[Stored items]
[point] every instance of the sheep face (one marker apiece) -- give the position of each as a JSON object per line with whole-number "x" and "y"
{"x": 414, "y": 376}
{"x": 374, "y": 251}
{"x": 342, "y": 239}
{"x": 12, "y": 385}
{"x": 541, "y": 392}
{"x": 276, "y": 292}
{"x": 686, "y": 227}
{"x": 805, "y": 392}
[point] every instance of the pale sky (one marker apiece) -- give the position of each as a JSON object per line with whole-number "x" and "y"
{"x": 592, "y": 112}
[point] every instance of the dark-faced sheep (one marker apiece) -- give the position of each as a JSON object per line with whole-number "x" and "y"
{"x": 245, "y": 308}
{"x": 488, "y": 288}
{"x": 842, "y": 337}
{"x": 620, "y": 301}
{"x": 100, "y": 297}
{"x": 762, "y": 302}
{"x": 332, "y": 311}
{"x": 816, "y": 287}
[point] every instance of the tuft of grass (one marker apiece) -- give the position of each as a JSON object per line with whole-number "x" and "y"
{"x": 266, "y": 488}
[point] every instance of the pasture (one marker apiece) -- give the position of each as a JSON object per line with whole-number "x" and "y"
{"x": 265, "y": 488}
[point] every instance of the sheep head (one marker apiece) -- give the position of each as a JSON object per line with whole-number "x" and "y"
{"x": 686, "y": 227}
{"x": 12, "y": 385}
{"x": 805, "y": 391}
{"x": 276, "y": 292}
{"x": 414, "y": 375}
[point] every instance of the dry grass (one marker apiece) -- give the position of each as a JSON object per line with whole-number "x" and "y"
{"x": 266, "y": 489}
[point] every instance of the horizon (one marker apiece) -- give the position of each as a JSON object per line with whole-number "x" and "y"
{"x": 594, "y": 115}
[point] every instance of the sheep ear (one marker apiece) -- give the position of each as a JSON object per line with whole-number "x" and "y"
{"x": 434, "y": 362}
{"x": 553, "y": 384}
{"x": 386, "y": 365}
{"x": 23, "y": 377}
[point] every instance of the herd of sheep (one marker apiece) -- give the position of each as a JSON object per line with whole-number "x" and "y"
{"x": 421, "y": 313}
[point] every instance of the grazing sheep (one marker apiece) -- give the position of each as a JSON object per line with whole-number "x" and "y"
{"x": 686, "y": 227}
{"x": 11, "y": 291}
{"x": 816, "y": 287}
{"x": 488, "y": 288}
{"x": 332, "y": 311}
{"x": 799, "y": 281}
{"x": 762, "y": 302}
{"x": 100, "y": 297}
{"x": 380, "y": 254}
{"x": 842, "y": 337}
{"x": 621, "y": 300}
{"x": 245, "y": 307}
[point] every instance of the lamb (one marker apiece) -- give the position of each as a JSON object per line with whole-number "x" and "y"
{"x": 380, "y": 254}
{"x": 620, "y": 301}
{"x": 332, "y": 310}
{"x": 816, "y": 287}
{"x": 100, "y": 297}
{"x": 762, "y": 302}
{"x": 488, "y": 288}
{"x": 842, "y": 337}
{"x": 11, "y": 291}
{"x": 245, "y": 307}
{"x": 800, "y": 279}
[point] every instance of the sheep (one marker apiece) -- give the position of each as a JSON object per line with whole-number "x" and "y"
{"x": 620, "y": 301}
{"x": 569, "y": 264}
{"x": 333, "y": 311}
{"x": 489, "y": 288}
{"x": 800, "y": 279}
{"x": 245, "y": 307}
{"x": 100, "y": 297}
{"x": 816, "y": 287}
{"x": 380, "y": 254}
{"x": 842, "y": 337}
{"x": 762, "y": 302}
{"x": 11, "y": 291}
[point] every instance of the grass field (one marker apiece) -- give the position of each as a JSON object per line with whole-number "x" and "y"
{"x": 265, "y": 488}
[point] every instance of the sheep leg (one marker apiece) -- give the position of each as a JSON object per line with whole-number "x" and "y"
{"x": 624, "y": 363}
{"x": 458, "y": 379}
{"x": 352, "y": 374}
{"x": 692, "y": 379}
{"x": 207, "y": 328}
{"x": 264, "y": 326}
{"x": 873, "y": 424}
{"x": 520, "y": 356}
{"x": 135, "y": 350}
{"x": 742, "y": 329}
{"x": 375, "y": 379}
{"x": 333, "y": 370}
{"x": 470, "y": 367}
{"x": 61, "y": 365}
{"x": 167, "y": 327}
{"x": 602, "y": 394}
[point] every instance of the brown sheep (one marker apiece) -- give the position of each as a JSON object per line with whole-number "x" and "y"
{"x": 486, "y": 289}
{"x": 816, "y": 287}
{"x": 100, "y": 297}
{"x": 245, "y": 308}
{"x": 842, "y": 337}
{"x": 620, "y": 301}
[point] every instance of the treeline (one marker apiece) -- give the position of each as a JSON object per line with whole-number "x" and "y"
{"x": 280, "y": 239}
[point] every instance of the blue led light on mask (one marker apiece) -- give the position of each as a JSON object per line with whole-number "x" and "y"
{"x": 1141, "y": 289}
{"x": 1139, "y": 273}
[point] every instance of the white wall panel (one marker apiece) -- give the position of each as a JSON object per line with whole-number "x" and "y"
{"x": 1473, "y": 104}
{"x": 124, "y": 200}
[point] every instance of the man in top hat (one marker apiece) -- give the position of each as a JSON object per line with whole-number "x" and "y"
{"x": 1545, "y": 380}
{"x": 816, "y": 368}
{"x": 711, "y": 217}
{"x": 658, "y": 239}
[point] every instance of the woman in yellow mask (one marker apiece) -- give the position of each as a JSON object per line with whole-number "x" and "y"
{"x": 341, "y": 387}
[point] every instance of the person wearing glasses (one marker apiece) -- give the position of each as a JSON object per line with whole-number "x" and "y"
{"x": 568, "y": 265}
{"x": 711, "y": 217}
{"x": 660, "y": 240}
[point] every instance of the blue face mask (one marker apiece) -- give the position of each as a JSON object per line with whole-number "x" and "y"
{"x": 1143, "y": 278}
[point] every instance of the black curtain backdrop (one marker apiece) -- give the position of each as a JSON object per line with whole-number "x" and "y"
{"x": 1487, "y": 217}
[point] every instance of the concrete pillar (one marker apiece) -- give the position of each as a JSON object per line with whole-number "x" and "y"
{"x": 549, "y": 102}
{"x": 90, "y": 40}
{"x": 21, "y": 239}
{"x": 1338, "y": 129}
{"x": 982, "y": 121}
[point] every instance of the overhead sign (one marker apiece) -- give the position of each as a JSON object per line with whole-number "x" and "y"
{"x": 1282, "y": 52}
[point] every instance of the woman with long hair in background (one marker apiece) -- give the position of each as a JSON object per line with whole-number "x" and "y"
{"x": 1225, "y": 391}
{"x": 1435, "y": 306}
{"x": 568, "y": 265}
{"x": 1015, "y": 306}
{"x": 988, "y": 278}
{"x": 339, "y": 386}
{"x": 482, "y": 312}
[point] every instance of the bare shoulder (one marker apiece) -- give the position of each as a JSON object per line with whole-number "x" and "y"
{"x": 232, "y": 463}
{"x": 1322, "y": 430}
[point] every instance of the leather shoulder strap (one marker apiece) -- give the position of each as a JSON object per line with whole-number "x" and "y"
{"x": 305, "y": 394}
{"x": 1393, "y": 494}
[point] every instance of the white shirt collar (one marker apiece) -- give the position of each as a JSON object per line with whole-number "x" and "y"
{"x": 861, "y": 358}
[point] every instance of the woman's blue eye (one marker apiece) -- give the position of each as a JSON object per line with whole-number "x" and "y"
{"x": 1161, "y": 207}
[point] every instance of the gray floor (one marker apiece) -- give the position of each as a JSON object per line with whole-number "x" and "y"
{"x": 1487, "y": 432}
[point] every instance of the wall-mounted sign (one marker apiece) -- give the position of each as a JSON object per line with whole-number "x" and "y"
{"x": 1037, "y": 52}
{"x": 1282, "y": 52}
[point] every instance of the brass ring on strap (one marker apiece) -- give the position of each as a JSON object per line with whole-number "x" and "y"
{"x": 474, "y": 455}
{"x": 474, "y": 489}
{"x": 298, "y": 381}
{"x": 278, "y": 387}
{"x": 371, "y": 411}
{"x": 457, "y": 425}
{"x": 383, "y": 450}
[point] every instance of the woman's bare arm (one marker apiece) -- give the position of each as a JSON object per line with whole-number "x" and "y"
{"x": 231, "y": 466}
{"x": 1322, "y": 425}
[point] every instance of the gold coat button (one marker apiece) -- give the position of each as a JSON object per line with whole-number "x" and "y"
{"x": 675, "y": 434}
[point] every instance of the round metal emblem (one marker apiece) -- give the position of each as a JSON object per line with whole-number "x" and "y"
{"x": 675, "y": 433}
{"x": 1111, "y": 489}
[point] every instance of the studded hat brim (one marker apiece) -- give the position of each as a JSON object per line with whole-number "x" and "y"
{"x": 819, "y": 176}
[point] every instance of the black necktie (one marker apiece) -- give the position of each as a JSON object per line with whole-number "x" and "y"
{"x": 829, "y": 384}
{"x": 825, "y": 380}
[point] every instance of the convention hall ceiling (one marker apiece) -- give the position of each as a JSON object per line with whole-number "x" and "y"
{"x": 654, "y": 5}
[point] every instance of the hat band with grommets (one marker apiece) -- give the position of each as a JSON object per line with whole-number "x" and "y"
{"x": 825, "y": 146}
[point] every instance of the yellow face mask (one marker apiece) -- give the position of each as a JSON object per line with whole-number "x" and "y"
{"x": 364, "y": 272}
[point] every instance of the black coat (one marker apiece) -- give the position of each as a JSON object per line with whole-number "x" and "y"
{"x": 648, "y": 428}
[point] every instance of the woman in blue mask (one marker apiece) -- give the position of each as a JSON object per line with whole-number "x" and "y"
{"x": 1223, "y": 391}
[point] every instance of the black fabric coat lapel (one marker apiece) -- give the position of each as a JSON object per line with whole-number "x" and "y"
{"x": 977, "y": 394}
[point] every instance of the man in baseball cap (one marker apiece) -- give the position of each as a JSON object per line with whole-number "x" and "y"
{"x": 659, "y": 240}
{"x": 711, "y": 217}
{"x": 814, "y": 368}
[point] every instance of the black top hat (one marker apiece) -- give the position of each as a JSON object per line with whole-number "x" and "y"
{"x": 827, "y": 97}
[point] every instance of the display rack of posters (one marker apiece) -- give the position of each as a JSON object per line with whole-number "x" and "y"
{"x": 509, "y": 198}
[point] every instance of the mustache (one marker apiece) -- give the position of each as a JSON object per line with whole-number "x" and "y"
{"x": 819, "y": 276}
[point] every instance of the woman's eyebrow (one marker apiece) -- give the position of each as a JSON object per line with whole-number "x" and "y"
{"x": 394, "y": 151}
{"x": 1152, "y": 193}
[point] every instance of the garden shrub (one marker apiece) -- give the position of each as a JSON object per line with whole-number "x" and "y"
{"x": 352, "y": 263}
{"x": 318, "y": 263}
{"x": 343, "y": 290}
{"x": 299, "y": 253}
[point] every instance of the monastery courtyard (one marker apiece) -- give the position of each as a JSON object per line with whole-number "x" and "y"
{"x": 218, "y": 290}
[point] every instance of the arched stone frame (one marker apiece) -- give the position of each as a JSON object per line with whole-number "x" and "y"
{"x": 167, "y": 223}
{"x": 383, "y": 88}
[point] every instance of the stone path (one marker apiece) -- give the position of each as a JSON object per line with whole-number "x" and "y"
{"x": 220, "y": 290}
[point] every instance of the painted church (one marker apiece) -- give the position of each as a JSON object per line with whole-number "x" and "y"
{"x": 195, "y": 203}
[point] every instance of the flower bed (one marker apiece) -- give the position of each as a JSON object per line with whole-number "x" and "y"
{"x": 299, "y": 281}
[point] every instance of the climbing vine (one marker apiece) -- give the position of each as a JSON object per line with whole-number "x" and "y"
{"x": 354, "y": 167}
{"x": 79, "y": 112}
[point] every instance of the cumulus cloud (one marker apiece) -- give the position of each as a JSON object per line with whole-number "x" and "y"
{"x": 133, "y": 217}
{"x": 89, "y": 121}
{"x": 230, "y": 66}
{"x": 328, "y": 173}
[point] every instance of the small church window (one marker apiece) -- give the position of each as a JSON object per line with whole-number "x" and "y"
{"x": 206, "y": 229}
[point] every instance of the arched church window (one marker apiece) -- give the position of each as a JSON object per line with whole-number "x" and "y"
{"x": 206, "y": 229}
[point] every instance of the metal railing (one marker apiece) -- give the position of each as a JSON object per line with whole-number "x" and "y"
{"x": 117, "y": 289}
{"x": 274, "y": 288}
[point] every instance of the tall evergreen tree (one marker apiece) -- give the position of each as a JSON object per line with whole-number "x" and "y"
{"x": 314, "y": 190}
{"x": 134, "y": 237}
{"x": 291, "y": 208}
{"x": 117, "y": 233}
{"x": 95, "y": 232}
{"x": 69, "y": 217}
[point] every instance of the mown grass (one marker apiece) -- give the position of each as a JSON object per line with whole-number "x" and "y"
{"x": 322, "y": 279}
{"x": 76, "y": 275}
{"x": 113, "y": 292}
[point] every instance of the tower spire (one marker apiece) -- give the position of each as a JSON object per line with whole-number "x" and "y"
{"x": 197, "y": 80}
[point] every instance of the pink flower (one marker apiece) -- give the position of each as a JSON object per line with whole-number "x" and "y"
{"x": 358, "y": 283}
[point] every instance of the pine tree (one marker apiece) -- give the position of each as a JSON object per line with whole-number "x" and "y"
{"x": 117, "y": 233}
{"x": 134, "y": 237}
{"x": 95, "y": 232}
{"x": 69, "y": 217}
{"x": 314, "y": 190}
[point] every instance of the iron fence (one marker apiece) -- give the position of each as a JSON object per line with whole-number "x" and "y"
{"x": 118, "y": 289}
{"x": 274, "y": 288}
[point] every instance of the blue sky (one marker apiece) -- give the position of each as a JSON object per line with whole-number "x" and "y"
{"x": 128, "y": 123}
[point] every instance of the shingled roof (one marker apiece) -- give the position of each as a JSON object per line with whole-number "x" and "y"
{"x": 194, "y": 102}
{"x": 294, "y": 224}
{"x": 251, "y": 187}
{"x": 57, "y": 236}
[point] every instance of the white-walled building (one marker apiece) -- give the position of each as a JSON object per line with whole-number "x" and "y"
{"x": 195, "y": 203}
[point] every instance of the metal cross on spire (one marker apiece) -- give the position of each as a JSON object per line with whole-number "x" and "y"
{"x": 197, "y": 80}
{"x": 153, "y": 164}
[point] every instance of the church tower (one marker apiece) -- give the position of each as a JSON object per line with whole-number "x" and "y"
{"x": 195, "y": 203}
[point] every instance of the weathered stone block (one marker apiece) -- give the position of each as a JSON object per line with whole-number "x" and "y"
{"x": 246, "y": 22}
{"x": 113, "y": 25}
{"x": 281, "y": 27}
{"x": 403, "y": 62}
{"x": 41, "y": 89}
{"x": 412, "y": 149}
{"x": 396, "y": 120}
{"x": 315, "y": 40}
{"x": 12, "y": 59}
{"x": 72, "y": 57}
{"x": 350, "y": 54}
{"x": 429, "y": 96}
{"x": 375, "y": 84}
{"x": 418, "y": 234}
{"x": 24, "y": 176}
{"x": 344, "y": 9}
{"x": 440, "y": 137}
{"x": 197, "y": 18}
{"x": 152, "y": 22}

Your instructions
Please give a word-for-word repetition of the lines from the one containing "[point] every instance of the blue sky" through the last line of the data above, including both, and nothing besides.

Answer section
[point] every instance of the blue sky (one marker apiece) -- give the position of each as a JSON object per line with whole-number "x" and "y"
{"x": 128, "y": 123}
[point] every instance of the shingled roof (one marker apiece) -- give the position of each as a JSON object per line with whole-number "x" and "y"
{"x": 194, "y": 102}
{"x": 294, "y": 224}
{"x": 251, "y": 187}
{"x": 57, "y": 236}
[point] every instance of the white-walled building (one marker apiece) -- give the position of each as a JSON object per line with whole-number "x" and "y"
{"x": 195, "y": 203}
[point] every instance of the metal cross on spire (one marker apiece) -- give the position of each as a JSON object per line with whole-number "x" and "y"
{"x": 197, "y": 80}
{"x": 153, "y": 164}
[point] every instance of the church tower (one marker apiece) -- give the position of each as a JSON object per line with whole-number "x" and "y"
{"x": 195, "y": 203}
[point] every instance of the weathered stone block (one marker apiece) -- give the position of each as a JSON object per line with whole-number "x" and "y"
{"x": 246, "y": 22}
{"x": 113, "y": 25}
{"x": 281, "y": 27}
{"x": 403, "y": 62}
{"x": 41, "y": 89}
{"x": 412, "y": 149}
{"x": 396, "y": 120}
{"x": 315, "y": 40}
{"x": 12, "y": 59}
{"x": 72, "y": 57}
{"x": 350, "y": 54}
{"x": 429, "y": 96}
{"x": 375, "y": 84}
{"x": 418, "y": 234}
{"x": 24, "y": 176}
{"x": 344, "y": 9}
{"x": 440, "y": 137}
{"x": 197, "y": 18}
{"x": 152, "y": 22}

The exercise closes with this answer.